## start

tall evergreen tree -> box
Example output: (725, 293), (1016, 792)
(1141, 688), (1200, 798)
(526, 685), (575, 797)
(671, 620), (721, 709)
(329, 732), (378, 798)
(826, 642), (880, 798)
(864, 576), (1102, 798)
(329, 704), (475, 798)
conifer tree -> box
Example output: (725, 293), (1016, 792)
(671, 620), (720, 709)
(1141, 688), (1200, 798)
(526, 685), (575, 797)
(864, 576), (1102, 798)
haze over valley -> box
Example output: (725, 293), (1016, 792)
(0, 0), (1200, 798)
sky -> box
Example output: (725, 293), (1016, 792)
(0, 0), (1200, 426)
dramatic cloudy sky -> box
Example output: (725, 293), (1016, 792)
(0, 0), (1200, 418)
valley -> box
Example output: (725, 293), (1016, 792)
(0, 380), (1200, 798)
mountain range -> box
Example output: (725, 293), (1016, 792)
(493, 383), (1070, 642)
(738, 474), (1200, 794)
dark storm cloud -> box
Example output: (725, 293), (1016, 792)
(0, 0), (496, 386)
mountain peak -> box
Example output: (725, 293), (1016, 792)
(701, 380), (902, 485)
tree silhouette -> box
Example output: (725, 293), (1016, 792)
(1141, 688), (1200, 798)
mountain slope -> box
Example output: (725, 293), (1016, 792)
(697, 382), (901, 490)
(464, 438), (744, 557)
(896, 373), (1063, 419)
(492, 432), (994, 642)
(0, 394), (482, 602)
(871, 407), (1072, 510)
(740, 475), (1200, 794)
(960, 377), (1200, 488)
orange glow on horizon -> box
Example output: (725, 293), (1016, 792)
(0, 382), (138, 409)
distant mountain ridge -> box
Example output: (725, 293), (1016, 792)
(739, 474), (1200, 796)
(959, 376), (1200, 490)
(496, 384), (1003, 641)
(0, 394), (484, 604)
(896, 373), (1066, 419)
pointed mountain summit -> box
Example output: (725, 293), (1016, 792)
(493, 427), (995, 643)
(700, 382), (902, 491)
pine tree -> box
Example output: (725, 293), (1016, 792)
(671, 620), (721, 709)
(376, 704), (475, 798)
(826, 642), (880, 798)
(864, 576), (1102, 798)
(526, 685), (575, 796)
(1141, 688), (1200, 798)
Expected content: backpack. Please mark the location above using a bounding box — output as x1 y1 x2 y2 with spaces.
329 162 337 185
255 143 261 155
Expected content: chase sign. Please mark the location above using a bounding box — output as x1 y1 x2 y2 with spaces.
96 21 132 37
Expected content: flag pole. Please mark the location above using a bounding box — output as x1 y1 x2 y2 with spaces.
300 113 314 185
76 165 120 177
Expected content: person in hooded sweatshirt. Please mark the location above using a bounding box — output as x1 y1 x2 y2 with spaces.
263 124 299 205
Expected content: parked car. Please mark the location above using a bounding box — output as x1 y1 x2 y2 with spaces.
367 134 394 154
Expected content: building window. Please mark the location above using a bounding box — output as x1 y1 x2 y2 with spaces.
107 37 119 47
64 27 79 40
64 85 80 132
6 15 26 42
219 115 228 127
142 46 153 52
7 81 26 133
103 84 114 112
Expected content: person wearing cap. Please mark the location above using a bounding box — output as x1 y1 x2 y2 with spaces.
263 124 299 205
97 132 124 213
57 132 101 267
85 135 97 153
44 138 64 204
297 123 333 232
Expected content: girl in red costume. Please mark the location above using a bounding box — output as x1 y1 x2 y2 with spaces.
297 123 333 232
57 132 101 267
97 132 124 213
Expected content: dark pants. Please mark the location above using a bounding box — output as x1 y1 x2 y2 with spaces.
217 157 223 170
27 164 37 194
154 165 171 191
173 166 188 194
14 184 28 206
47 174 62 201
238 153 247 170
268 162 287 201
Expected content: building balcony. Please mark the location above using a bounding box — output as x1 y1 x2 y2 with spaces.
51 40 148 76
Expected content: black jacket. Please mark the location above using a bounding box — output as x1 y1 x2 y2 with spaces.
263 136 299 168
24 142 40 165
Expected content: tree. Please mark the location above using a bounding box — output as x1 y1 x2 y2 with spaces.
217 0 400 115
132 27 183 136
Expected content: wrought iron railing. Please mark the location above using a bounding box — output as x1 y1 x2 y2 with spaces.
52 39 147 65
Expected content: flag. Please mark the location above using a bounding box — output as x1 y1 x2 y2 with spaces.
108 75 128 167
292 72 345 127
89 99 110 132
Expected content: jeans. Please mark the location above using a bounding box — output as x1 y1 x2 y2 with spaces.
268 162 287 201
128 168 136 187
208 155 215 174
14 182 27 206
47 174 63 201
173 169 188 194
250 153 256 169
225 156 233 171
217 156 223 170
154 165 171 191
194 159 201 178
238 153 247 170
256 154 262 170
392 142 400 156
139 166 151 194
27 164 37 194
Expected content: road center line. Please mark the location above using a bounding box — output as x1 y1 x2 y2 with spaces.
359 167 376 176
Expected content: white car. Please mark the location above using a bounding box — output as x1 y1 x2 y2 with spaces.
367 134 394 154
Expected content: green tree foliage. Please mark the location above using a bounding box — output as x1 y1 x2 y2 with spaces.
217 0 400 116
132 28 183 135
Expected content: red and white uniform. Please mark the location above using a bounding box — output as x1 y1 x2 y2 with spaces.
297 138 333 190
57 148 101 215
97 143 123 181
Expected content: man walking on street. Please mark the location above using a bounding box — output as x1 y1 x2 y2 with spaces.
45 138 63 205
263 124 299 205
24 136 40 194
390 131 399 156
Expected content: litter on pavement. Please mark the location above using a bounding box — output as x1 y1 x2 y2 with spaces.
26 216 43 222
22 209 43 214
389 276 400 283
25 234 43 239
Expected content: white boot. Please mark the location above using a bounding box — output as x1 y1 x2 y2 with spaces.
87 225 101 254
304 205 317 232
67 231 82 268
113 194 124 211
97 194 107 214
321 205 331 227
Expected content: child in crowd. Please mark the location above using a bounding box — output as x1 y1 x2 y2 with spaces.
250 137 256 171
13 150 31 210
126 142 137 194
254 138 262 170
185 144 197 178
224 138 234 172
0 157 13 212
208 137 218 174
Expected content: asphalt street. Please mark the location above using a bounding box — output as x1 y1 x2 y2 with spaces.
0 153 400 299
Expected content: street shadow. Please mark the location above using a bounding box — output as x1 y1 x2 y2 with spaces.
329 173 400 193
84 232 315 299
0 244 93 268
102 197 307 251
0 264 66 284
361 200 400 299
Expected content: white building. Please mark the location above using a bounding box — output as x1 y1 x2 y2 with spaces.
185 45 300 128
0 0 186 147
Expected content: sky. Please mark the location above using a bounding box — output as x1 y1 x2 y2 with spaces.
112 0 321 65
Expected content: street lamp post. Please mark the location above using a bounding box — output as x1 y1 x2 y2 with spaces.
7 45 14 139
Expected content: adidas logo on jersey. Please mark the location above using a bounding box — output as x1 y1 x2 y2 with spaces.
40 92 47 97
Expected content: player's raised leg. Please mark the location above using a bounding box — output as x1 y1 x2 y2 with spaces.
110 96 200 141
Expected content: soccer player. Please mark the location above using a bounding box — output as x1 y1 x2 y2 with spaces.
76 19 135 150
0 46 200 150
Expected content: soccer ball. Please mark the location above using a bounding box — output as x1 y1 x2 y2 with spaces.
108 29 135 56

## end

» Task instructions
Pick out and copy every line of the items above that contains the word "mountain". Case counts.

» Response for this exercise
mountain range -> box
mountain peak -> box
mountain slope -> box
distant mountain ridge -> box
pointed mountain summit -> box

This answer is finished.